- [THE PROBLEM] Rewrite the stretch from the start of the rows through the line containing "point(336, 674)", without the pictures. Multiply each coordinate in the answer points by 2.4 and round to whole numbers, rounding halves up, while leaving the requests and their sample points unchanged.

- [Position identification records]
==============================

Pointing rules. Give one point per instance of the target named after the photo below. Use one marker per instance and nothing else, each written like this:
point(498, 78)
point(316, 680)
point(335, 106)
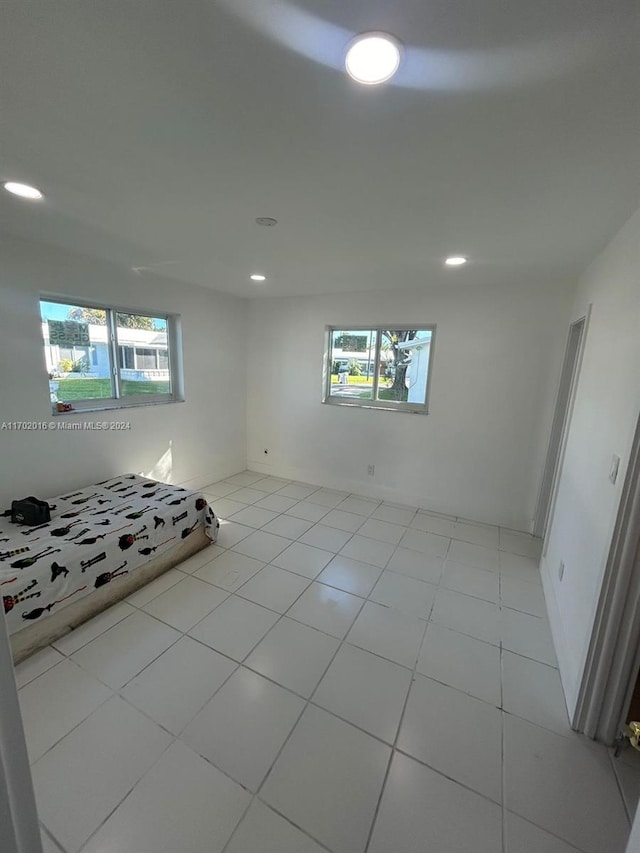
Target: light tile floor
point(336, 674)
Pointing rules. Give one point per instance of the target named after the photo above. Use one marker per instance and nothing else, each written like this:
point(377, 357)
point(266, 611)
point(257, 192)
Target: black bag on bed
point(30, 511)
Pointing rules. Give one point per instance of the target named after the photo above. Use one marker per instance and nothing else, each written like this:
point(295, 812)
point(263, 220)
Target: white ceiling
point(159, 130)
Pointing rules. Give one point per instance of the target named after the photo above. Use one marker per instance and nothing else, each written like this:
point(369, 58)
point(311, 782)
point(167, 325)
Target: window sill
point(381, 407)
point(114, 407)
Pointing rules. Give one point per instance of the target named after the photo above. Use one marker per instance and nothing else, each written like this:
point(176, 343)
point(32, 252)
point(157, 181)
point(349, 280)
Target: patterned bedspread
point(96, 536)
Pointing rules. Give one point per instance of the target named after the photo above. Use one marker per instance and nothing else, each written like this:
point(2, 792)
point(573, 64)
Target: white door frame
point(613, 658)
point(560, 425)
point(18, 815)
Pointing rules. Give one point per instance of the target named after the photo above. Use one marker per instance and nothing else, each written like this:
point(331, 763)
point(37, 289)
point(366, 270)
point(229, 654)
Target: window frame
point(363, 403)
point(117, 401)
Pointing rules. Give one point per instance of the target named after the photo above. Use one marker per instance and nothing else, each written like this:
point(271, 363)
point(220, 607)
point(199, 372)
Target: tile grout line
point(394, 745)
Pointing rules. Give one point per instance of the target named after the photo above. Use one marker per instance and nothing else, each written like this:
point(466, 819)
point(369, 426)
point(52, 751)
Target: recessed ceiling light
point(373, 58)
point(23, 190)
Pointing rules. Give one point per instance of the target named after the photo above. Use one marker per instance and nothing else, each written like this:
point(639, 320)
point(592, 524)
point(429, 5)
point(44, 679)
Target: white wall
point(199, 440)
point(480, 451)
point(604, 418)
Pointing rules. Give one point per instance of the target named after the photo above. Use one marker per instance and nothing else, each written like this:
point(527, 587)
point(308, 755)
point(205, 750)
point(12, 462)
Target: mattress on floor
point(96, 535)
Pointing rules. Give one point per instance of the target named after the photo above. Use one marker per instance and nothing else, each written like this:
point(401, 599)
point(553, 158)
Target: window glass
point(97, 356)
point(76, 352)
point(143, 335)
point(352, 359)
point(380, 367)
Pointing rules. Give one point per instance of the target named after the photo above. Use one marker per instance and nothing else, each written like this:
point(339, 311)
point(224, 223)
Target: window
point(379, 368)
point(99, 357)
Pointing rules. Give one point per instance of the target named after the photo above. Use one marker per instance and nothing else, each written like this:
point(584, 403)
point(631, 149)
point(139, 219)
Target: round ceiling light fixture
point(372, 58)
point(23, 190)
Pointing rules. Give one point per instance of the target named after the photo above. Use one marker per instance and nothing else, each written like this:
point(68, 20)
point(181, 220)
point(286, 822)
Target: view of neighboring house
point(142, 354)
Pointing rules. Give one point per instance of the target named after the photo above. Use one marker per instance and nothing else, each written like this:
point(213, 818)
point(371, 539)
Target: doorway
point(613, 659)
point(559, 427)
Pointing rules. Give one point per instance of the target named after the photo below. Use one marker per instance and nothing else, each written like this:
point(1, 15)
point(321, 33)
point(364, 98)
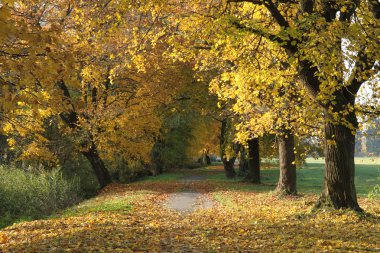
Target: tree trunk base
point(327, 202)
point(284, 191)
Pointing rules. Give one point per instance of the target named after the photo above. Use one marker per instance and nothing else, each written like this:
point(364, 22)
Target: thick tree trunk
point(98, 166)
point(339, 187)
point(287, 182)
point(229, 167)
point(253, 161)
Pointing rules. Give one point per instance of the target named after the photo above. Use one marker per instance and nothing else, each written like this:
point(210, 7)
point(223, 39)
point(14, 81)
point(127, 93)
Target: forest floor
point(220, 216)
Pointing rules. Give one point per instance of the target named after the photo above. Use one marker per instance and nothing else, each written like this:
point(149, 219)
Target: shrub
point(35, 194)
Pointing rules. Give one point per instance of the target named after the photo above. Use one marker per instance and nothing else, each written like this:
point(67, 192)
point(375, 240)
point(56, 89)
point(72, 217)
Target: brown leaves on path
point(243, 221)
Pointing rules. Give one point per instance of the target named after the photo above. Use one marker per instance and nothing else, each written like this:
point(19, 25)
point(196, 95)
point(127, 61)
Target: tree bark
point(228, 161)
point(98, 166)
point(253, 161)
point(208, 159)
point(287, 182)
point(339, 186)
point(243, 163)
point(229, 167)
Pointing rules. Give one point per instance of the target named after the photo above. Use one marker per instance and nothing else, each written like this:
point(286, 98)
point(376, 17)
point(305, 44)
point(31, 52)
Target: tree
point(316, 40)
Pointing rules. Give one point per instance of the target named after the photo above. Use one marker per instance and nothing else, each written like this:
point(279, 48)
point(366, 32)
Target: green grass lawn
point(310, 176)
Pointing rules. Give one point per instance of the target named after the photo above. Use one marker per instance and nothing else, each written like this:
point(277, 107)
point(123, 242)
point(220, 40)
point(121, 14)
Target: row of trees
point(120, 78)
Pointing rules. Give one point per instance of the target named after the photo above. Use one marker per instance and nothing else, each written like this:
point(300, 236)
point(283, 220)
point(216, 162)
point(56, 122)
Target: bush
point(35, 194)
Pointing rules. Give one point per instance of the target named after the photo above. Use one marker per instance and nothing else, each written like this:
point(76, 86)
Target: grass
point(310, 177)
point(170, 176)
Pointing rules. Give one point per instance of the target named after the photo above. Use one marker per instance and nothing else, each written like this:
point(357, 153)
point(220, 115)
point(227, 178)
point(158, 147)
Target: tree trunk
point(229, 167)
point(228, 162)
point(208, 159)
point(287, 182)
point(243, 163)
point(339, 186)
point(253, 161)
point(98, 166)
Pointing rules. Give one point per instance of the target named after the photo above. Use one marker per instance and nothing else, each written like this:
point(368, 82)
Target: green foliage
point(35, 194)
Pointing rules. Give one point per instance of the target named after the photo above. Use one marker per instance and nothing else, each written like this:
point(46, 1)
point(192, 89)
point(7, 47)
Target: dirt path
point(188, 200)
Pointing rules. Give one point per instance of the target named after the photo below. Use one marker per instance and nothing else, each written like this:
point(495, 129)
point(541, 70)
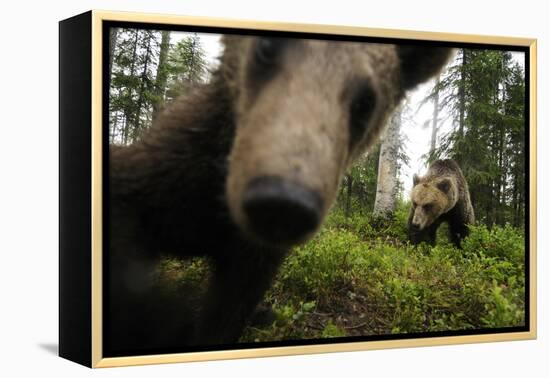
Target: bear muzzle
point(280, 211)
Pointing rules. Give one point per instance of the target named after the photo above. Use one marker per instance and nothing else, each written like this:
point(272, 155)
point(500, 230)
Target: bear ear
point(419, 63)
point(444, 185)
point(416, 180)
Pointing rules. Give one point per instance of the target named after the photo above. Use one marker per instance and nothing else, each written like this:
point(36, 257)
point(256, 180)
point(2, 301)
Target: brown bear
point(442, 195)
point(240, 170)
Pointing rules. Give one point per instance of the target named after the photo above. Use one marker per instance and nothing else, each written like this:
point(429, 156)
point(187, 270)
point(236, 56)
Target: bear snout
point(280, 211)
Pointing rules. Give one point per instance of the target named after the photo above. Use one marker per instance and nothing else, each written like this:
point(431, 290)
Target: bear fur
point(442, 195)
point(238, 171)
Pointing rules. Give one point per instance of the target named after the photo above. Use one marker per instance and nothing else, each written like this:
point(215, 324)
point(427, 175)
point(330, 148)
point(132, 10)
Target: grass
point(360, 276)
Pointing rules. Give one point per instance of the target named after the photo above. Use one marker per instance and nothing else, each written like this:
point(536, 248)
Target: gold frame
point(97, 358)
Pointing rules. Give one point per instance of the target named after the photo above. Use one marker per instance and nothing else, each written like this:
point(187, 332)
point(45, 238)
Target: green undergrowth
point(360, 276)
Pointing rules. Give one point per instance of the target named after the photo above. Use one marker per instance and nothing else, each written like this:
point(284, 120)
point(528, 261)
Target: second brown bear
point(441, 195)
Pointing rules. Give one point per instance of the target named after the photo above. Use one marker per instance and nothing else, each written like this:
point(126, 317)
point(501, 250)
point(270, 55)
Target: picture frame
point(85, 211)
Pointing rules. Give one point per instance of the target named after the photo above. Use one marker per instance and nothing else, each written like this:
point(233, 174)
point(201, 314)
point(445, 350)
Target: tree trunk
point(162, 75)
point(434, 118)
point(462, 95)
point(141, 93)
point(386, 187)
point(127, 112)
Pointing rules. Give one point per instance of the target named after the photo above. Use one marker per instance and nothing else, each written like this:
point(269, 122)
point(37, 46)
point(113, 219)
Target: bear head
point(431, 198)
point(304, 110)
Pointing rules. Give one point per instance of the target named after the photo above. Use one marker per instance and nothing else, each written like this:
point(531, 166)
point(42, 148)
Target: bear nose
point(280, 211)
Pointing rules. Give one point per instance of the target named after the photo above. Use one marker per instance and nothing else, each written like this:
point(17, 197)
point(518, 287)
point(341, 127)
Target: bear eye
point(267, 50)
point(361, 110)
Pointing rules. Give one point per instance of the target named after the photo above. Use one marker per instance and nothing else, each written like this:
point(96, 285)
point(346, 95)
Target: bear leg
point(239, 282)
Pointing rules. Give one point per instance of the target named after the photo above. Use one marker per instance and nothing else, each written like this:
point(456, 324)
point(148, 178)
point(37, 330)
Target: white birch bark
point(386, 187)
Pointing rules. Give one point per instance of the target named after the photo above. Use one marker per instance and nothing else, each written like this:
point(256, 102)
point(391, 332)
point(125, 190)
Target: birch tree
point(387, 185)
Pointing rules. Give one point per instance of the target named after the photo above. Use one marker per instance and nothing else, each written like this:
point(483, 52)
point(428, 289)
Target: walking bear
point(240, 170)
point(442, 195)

==============================

- [EXERCISE OUTPUT]
Pointing rules. Give one point per instance of the target named after the photo below. Use one marker per instance and nothing else, each written like this:
point(498, 78)
point(316, 680)
point(335, 106)
Target: light tile floor
point(806, 1618)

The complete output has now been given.